__PROBLEMA__
Secondo il testo selezionato, quale percentuale delle decisioni recepite dai parlamenti nazionali viene presa da Consiglio, Commissione e Parlamento europeo?

__TESTO SELEZIONATO__
---------------

La gestione di Bruxelles ha sempre tradito le aspettative e gli impegni. Ora c'è una prospettiva "verde" che potrebbe salvare, qui e ora, l'economia e la società dell'Unione europea. Basta utilizzare seriamente le risorse di ricerca e innovazione, con puntualità e rigore
Rossanda chiede di essere smentita: "E che mi si dimostrasse che l'Europa non c'entra, che non può, e non solo non ha voluto, far altro". Impossibile, quando in Europa, nel senso di Unione europea – non proprio la stessa cosa – ormai l'80% delle decisioni che i parlamenti nazionali recepiscono sono prese da Consiglio, Commissione e Parlamento europeo. D'altra parte le alternative sono state e sono proposte: al punto che anche i non-leader Ue, con decenni di ritardo, si sono messi a parlare di Tobin tax, di regolamentazione delle agenzie di rating e di economia verde. Mancano i fatti, le scelte politiche, ma questo dimostra la pochezza di chi è stato messo dai governi nazionali alla guida della Ue, piuttosto che l'impossibilità di un'Europa diversa e che possa di nuovo essere riferimento anche per le altre regioni del mondo: la Ue non è stata solo l'euro, ma anche decenni senza guerre fra paesi che in passato avevano devastato l'Europa e il mondo e, proprio con la Commissione Prodi, la leva che ha permesso l'entrata in vigore del Protocollo di Kyoto e la nuova coscienza globale sui rischi dei cambiamenti climatici. Non tutte le Commissioni europee sono uguali e valutazioni differenziate vanno fatte se non si vuole cadere nella trappola di un'antipolitica europea: l'Europa siamo anche noi ed è fuorviante pensarla o discuterne come se così non fosse. Un'Europa altra è questione di volontà politica altra, rispetto a quelle che hanno portato allo stallo attuale causato dalle scelte e non-scelte dei conservatori che da sette anni governano la Ue, molto spesso con il sostegno anche dei socialdemocratici, sbandati come i loro colleghi della destra e che, c'è da sperare, aprano presto una loro rinascita.

---------------

__DATI MOSTRATI__
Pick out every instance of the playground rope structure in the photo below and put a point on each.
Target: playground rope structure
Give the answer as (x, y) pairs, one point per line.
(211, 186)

---------------

__RISPOSTA CORRETTA__
L'80%.